| Document passage |
● ● ● ● ● ● ●
Today I was in the middle of another project when I realized that I had just used at least 3 little workshop tricks that I should share with everyone so rather than write them down and do them later, best I do them right now while I still have the machines at still somewhat set up for them.

Watch it on Youtube:

The first 2 are on the drill press ... you could use a corded or cordless drill for the same, but if you have a drill press, this hack is better done with a bit more control on a drill press ...

Re-Drilling Larger Holes
I have been known to drill wrong hole sizes and often the holes are too small and often when trying to drill them out with a larger bit, especially a Forstner bit, the bit will often wonder, even when things seem clamped down and the result is a hole with quite ragged edges. On some things, this doesn't matter, but if you are working on some better pieces of furniture or boxes, you want to make these fixes as clean as possible.
● ● ● ● ● ● ●
| Examples of point labeling |
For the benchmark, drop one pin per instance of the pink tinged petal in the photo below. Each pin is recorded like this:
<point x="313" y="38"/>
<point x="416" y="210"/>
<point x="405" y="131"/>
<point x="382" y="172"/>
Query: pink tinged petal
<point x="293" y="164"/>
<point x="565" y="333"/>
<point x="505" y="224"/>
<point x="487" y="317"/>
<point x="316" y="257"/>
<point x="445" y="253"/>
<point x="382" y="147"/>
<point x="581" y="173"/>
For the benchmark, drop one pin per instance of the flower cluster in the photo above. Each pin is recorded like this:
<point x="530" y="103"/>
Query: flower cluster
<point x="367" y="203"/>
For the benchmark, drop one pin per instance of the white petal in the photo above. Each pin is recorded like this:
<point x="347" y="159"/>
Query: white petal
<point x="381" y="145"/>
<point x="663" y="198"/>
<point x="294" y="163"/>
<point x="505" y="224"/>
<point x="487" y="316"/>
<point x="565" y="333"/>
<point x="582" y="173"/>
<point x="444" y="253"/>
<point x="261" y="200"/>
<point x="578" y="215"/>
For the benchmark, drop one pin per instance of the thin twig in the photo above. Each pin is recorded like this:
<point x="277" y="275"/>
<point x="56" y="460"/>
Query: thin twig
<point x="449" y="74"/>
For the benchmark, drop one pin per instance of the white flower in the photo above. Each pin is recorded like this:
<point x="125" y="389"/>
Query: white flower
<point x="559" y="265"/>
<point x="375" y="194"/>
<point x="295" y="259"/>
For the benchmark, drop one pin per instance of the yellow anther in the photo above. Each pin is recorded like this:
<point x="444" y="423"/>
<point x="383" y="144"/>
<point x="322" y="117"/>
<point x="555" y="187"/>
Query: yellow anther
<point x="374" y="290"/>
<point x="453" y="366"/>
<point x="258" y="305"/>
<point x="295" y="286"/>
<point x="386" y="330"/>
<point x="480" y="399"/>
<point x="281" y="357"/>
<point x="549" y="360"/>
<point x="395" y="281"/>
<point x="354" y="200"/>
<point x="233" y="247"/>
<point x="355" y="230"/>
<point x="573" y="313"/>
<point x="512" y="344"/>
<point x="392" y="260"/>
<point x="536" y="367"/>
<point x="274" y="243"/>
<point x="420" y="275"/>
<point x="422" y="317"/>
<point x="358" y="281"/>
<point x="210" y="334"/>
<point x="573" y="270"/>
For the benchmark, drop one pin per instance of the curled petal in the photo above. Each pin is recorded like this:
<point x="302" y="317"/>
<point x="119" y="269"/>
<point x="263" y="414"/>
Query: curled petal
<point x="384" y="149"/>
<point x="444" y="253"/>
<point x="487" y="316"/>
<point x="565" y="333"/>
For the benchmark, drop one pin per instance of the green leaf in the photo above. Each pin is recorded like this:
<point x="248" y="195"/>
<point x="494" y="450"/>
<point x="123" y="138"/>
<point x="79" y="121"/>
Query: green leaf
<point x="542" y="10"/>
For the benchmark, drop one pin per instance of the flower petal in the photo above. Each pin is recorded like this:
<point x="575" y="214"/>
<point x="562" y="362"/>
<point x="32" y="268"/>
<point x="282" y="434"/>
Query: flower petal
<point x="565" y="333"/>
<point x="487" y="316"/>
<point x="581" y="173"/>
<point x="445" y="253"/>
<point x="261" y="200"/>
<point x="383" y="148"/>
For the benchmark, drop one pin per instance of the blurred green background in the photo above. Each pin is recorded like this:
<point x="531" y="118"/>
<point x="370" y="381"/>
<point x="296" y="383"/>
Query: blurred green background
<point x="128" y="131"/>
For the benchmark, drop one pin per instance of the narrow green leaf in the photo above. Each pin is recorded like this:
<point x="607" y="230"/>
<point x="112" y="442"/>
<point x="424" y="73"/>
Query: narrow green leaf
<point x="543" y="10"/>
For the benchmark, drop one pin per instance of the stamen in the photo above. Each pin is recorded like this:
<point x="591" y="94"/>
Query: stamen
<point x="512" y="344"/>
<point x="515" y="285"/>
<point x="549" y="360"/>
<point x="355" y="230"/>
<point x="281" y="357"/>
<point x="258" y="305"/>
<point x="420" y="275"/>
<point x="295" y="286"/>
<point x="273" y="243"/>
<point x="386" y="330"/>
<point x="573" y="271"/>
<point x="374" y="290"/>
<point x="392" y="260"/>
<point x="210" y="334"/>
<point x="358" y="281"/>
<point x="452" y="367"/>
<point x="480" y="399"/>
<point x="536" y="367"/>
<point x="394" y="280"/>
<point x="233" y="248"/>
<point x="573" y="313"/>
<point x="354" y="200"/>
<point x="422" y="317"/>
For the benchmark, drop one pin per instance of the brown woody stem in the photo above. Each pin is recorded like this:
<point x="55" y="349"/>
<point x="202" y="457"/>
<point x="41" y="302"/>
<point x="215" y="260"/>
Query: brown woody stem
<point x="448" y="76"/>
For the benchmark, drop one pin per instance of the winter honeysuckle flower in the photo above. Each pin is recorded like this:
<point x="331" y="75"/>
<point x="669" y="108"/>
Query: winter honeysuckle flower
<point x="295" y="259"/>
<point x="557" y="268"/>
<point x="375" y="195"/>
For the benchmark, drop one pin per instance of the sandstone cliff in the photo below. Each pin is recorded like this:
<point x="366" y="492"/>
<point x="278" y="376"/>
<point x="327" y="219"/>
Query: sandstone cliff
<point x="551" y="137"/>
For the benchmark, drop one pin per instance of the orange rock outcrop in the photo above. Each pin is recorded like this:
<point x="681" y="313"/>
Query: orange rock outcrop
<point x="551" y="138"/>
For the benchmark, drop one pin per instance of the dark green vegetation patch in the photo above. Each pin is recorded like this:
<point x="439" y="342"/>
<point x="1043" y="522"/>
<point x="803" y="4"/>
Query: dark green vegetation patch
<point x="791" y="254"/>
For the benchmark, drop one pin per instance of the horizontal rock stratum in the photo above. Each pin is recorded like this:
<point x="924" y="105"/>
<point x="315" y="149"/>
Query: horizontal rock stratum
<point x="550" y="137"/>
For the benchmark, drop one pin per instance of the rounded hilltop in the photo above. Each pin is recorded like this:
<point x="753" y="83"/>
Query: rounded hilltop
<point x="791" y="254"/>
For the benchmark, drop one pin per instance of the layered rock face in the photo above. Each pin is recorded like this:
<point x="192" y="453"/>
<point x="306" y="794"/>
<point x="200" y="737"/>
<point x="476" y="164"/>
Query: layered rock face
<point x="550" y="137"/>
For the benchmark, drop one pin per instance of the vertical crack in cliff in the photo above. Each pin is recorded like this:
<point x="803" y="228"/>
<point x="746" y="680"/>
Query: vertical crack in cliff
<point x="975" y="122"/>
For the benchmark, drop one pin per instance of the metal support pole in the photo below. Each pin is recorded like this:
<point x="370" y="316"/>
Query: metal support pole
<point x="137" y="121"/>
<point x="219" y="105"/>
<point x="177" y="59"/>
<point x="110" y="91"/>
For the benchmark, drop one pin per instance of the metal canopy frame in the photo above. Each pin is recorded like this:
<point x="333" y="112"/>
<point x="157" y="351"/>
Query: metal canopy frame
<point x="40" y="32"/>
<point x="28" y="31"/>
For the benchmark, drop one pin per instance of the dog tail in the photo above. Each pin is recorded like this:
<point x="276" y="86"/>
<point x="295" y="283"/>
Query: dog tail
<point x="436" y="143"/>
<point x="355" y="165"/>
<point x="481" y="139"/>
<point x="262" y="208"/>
● ● ● ● ● ● ●
| Work to complete |
- A) Could you repeat the part of the workshop tricks text that starts at "The first 2" and ends at "clean as possible.", word for word?
- B) What comes next in the workshop tricks text? Continue it from its last sentence.

| Expected outputs |
- A)
The first 2 are on the drill press ... you could use a corded or cordless drill for the same, but if you have a drill press, this hack is better done with a bit more control on a drill press ...

Re-Drilling Larger Holes
I have been known to drill wrong hole sizes and often the holes are too small and often when trying to drill them out with a larger bit, especially a Forstner bit, the bit will often wonder, even when things seem clamped down and the result is a hole with quite ragged edges. On some things, this doesn't matter, but if you are working on some better pieces of furniture or boxes, you want to make these fixes as clean as possible.

- B)
Re-Drilling Larger Holes

What I do is find a dowel the same size as the hole I just drilled. I want to drill the new hole larger and by cutting and inserting a dowel plug in the old hole, The new Forstner bit will have something to 'bite" into and therefore make a cleaner new hole. Now this works most of the time, but once in a while the dowel plug will not grasp the wood it is sitting in properly and it will spin as the Forstner bit is applied to it. If you are lucky enough to have got some drilling into your wood, the new hole may have made an outline that the can be re-followed and a clean hole drilled after removing the plug. The alternative is to glue the plug into the hole so it doesn't spin because a Forstner bit, in some cases will only spin that dowel plug in the hole and will not actually re-cut the hole. 

Cutting Holes in Doweling
I don't need to do this very often but cutting holes in already round doweling means you need to hold the dowel piece perfectly vertical and you need to stop it from spinning when you drive the drill bit into it. There are a couple of tricks to make this job easier, and the first one is the type of drill bit you select. I have found Forstner Bits and Brad Point Bits work well for this, but ordinary Twist Bits, even when they are sharp, can often wander inside the dowel and make slanted holes. This also depends on how the grain of the dowel runs, but most doweling that you purchase has very straight grain, so watch for that too.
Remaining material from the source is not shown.